Repeat the lines below exactly as they appear, but leave out the images.
** Begin **
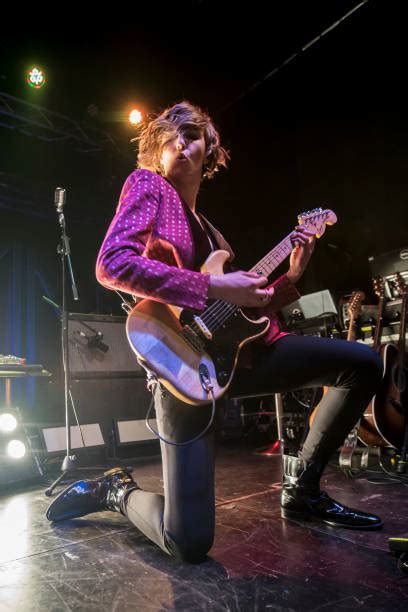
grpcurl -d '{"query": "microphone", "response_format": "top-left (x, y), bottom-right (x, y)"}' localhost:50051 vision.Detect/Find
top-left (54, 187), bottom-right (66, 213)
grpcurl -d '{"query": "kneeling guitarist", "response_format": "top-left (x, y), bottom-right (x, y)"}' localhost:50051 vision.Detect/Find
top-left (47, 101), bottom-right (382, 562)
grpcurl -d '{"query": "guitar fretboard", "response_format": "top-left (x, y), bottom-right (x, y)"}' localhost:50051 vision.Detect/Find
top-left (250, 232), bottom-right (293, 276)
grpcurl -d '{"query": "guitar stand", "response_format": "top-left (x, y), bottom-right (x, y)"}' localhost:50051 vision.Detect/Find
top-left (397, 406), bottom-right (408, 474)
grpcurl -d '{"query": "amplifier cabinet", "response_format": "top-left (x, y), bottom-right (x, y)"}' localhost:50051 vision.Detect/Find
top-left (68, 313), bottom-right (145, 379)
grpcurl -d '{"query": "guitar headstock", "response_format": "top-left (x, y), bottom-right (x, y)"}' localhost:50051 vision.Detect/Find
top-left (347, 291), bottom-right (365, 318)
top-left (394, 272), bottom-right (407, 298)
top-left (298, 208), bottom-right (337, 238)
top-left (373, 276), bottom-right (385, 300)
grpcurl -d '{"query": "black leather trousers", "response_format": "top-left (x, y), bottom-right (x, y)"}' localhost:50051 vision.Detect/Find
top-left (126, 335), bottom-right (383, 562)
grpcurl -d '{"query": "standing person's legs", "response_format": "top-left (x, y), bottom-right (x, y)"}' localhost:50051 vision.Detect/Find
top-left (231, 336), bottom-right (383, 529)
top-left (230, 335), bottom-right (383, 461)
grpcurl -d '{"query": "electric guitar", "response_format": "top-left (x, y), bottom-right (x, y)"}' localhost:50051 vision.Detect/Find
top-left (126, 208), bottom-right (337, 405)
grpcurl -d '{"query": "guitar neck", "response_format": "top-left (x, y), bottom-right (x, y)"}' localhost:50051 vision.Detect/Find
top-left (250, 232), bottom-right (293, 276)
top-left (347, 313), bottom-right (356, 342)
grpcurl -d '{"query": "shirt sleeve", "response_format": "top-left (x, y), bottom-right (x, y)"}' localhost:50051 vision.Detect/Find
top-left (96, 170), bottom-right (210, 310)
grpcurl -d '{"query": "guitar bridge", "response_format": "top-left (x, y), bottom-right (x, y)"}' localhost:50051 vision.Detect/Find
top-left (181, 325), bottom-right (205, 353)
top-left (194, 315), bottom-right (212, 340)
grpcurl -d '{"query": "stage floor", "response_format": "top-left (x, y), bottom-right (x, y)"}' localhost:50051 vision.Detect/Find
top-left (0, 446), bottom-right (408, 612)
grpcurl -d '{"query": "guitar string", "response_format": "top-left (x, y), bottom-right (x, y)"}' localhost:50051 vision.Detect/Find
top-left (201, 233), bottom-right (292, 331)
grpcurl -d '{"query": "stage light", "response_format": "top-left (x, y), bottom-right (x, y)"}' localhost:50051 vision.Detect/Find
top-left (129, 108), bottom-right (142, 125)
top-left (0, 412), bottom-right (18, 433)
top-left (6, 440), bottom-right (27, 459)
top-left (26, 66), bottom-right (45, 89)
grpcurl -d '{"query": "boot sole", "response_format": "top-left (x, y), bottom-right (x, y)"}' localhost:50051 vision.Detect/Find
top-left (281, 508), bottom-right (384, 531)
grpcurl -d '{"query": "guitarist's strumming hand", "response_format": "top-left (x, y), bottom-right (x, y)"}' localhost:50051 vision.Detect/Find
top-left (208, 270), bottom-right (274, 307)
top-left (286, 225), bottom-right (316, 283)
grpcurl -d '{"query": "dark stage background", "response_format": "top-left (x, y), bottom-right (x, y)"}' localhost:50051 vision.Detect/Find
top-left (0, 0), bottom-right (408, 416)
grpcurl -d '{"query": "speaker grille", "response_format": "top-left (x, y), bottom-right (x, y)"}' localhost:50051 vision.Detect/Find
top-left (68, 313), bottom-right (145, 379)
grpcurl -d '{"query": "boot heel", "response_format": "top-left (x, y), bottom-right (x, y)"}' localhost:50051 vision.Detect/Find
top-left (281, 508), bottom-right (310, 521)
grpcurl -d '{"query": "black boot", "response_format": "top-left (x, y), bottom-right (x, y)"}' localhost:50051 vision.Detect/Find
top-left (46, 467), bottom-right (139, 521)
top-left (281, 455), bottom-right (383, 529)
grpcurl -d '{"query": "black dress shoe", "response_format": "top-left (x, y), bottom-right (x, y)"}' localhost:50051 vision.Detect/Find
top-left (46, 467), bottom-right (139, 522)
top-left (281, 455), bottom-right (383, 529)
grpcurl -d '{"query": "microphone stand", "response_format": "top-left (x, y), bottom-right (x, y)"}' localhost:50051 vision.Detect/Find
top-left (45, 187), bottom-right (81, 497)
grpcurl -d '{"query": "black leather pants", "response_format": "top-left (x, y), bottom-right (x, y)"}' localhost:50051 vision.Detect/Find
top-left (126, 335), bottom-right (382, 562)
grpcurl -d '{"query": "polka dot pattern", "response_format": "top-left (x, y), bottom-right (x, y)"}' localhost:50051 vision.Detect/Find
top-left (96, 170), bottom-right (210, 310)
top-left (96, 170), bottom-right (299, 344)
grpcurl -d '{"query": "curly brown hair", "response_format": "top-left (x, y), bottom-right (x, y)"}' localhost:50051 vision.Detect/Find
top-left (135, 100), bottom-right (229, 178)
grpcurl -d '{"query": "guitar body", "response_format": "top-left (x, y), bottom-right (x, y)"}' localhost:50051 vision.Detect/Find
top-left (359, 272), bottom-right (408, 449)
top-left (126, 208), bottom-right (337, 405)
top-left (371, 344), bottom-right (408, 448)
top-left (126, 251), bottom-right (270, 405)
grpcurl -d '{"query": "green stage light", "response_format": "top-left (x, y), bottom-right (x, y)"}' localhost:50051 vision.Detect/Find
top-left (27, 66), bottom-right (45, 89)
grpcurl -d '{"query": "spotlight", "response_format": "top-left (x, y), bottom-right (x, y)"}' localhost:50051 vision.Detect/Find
** End **
Response to this exercise:
grpcurl -d '{"query": "microphone", "response_format": "top-left (x, y), bottom-right (x, y)"}' localhost:50051 vision.Detect/Find
top-left (54, 187), bottom-right (66, 213)
grpcurl -d '{"query": "kneeling guitarist", "response_format": "top-left (x, y), bottom-right (x, y)"}' localhost:50051 vision.Detect/Find
top-left (47, 101), bottom-right (382, 562)
grpcurl -d '{"query": "guitar fretboard", "response_format": "top-left (x, y), bottom-right (x, y)"}' localhost:50051 vision.Detect/Find
top-left (250, 232), bottom-right (293, 276)
grpcurl -d '{"query": "guitar stand", "response_format": "top-left (x, y), bottom-right (x, y)"}' localhost:50051 vision.Detect/Find
top-left (397, 406), bottom-right (408, 474)
grpcurl -d '{"query": "amplifier cabinet", "response_format": "top-left (x, y), bottom-right (x, y)"}' localhost:50051 vision.Detect/Find
top-left (68, 313), bottom-right (145, 379)
grpcurl -d '{"query": "guitar headstock", "response_format": "top-left (x, y), bottom-right (x, y)"}' localhost:50051 vision.Detect/Find
top-left (347, 291), bottom-right (365, 318)
top-left (394, 272), bottom-right (407, 298)
top-left (298, 208), bottom-right (337, 238)
top-left (373, 276), bottom-right (385, 300)
grpcurl -d '{"query": "black leather trousers", "response_format": "top-left (x, y), bottom-right (x, y)"}' localhost:50051 vision.Detect/Find
top-left (126, 335), bottom-right (383, 562)
grpcurl -d '{"query": "standing person's legs", "response_format": "top-left (x, y), bottom-right (x, y)"}' localhost:50051 vision.Detect/Find
top-left (231, 336), bottom-right (383, 529)
top-left (230, 335), bottom-right (383, 461)
grpcurl -d '{"query": "electric guitar", "response_format": "top-left (x, y), bottom-right (x, y)"}' localhost:50051 vision.Detect/Find
top-left (126, 208), bottom-right (337, 405)
grpcurl -d '{"query": "guitar neck", "response_format": "top-left (x, y), bottom-right (x, y)"}' localhost:50051 vision.Detect/Find
top-left (250, 232), bottom-right (293, 276)
top-left (347, 313), bottom-right (356, 342)
grpcurl -d '{"query": "shirt sleeve", "response_format": "top-left (x, y), bottom-right (x, y)"}' localhost:50051 vision.Detect/Find
top-left (96, 170), bottom-right (210, 310)
grpcurl -d '{"query": "guitar bridge", "response_format": "top-left (x, y), bottom-right (x, y)"}' localhost:50051 vision.Detect/Find
top-left (181, 325), bottom-right (205, 353)
top-left (194, 315), bottom-right (212, 340)
grpcurl -d '{"query": "stage floor", "response_format": "top-left (x, y), bottom-right (x, y)"}' localhost:50051 vision.Detect/Find
top-left (0, 446), bottom-right (408, 612)
grpcurl -d '{"query": "guitar string", "response_format": "top-left (x, y), bottom-right (x, y)"}' localhost:50051 vision.Detect/Find
top-left (201, 233), bottom-right (292, 331)
grpcurl -d '{"query": "stage light", "response_format": "top-left (x, y), bottom-right (x, y)"}' localhost:50051 vision.Detect/Find
top-left (129, 108), bottom-right (142, 125)
top-left (0, 412), bottom-right (18, 433)
top-left (6, 440), bottom-right (27, 459)
top-left (26, 66), bottom-right (45, 89)
grpcurl -d '{"query": "boot sole", "response_format": "top-left (x, y), bottom-right (x, y)"}' localhost:50051 vision.Detect/Find
top-left (281, 508), bottom-right (384, 531)
grpcurl -d '{"query": "guitarist's strumming hand", "response_format": "top-left (x, y), bottom-right (x, y)"}' localhost:50051 vision.Detect/Find
top-left (208, 270), bottom-right (274, 307)
top-left (286, 225), bottom-right (316, 283)
grpcurl -d '{"query": "dark stage background", "response_format": "top-left (x, y), bottom-right (x, y)"}' localhost:50051 vision.Detect/Find
top-left (0, 0), bottom-right (408, 416)
grpcurl -d '{"query": "speaker grille", "response_format": "top-left (x, y), bottom-right (x, y)"}' localhost:50051 vision.Detect/Find
top-left (68, 313), bottom-right (145, 379)
grpcurl -d '{"query": "boot heel", "response_format": "top-left (x, y), bottom-right (x, y)"}' localhost:50051 vision.Detect/Find
top-left (281, 508), bottom-right (310, 521)
grpcurl -d '{"query": "black boot", "response_format": "top-left (x, y), bottom-right (x, y)"}' localhost:50051 vision.Detect/Find
top-left (46, 467), bottom-right (139, 521)
top-left (281, 455), bottom-right (383, 529)
grpcurl -d '{"query": "black dress shoe", "response_format": "top-left (x, y), bottom-right (x, y)"}' localhost:50051 vision.Detect/Find
top-left (46, 467), bottom-right (139, 522)
top-left (281, 455), bottom-right (383, 529)
grpcurl -d '{"query": "microphone stand", "response_format": "top-left (x, y), bottom-right (x, y)"}' localhost:50051 vision.Detect/Find
top-left (45, 187), bottom-right (81, 497)
grpcurl -d '{"query": "black leather pants", "response_format": "top-left (x, y), bottom-right (x, y)"}' localhost:50051 vision.Detect/Find
top-left (126, 335), bottom-right (382, 562)
grpcurl -d '{"query": "polka dot pattern", "response_format": "top-left (x, y), bottom-right (x, y)"}' localhost:50051 vision.Detect/Find
top-left (96, 170), bottom-right (210, 310)
top-left (96, 170), bottom-right (299, 344)
grpcurl -d '{"query": "curly brown hair", "response_format": "top-left (x, y), bottom-right (x, y)"}' localhost:50051 vision.Detect/Find
top-left (135, 100), bottom-right (229, 178)
grpcurl -d '{"query": "guitar body", "response_format": "top-left (x, y), bottom-right (x, y)"}' localhost:50051 vision.Detect/Find
top-left (359, 272), bottom-right (408, 449)
top-left (126, 208), bottom-right (337, 405)
top-left (371, 344), bottom-right (408, 448)
top-left (126, 251), bottom-right (270, 405)
grpcurl -d '{"query": "green stage light", "response_format": "top-left (x, y), bottom-right (x, y)"}' localhost:50051 vision.Detect/Find
top-left (27, 66), bottom-right (45, 89)
grpcurl -d '{"query": "spotlight", "response_format": "top-left (x, y), bottom-right (x, y)"}' localhost:50051 vision.Detect/Find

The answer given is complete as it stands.